EXERCISE =
State how many of the lines below contain the string "cart", treating uppercase and lowercase as different, and reply with that number only.

INPUT =
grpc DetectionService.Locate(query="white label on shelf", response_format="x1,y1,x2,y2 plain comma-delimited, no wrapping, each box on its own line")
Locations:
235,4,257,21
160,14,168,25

---

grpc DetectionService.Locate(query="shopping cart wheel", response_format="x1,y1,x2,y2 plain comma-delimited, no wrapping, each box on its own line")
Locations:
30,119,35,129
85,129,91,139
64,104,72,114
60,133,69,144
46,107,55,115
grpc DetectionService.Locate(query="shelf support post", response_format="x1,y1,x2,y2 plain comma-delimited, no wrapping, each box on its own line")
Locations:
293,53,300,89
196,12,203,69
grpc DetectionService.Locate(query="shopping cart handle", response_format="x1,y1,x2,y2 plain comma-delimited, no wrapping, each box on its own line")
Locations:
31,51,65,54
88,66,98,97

SOLUTION BELOW =
2